**TASK PROMPT**
Please lay out the items starting at the line that contains "Tag every instance of the microphone mesh" and ending at the line that contains "x=431 y=120" as a two-column CSV with the headers item_text and answer. Give one row per item, with each value in a single quoted field and line breaks replaced by spaces.

**RECORDS SHOWN**
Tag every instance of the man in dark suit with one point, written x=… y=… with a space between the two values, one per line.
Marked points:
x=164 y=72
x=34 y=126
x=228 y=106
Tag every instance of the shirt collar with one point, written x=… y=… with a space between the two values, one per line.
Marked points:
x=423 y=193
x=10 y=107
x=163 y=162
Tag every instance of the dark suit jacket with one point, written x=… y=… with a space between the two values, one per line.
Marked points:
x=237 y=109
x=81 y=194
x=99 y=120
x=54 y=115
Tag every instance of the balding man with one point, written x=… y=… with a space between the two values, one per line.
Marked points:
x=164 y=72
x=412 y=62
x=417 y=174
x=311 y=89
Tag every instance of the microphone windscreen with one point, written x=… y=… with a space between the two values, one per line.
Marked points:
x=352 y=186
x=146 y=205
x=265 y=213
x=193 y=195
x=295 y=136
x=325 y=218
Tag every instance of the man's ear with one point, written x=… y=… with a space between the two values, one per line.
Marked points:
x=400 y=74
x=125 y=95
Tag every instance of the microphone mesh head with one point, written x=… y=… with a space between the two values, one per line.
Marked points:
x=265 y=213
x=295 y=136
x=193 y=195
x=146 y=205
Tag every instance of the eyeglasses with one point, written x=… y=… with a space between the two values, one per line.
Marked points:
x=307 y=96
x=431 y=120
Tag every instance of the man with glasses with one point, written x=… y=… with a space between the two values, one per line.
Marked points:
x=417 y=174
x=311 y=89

--

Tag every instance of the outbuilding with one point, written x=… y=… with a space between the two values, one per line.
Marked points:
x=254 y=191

**EXERCISE ANSWER**
item_text,answer
"Tag every instance of the microphone mesh head with one point, written x=… y=… with a space between the two values, one per line. Marked points:","x=265 y=213 x=295 y=136 x=193 y=195 x=146 y=205"
"Tag every instance of the eyeglasses with one point, written x=… y=… with a space between the two values, one per line. Marked points:","x=307 y=96 x=431 y=120"